Amanita jacksonii, also known as Jackson's slender amanita, American slender Caesar, and eastern Caesar's amanita, is a North American species of fungus in the family Amanitaceae. It is a reddish-orange colored mushroom species which can be identified by its yellow gills, large, white, sacklike volva.

==History==
It was given its current name in 1984 by Canadian mycologist René Pomerleau. The species was named in honor of Canadian watercolorist and mycological illustrator Henry A. C. Jackson. Both Pomerleau and Jackson were primarily active in Quebec, and first described the species from specimens found in that province.

==Description==

The cap of the mushroom is 8–12 cm wide; oval at first, becoming convex, typically with a central bump; sticky; brilliant red or orange, fading to yellow on the margin; typically without warts or patches; the margin lined for about 40–50% of the cap's radius. The red pigment fades from margin toward the center with age. The gills are moderately crowded to crowded, orange-yellow to yellow-orange to yellow. They are free from the stem or slightly attached to it; yellow to orange-yellow; crowded; not bruising. The short gills are subtruncate to truncate.

** RECORDED DATA **
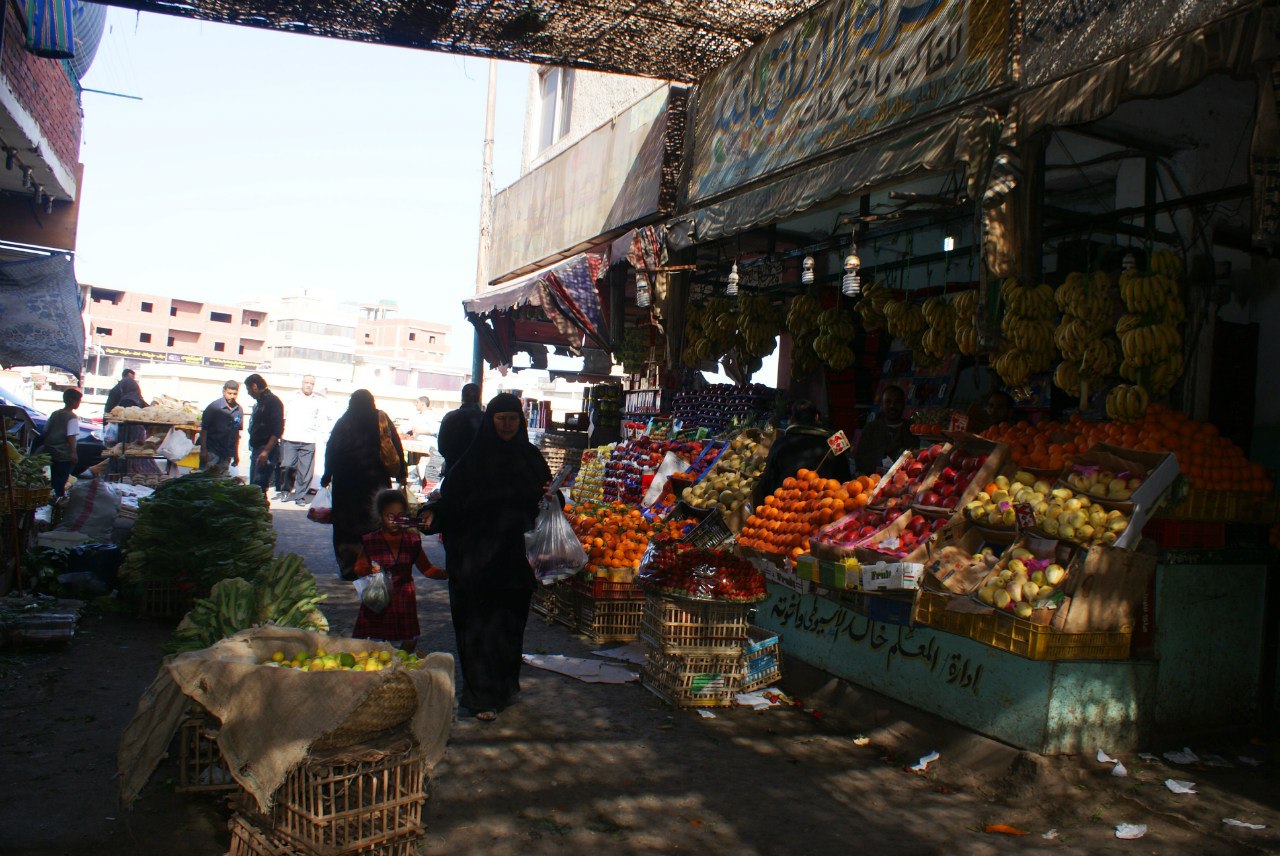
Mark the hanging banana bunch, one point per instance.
(1150, 334)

** TO DO **
Carry the Amanita jacksonii text forward from its last sentence. You can set aside the lines for this.

** EXPECTED ANSWER **
The stipe measures 90–140 × 9–16 mm, is yellow and decorated with orange fibrils and patches that are the remnants of a felted extension of the limbus internus of the otherwise white volva. The spores measure (7.0-) 7.8–9.8 (-12.1) × (5.2-) 5.8–7.5 (-8.7) μm and are broadly ellipsoid to ellipsoid (rarely subglobose or elongate) and inamyloid. Clamps are common at bases of basidia. The flesh looks whitish to pale yellow and does not stain on exposure.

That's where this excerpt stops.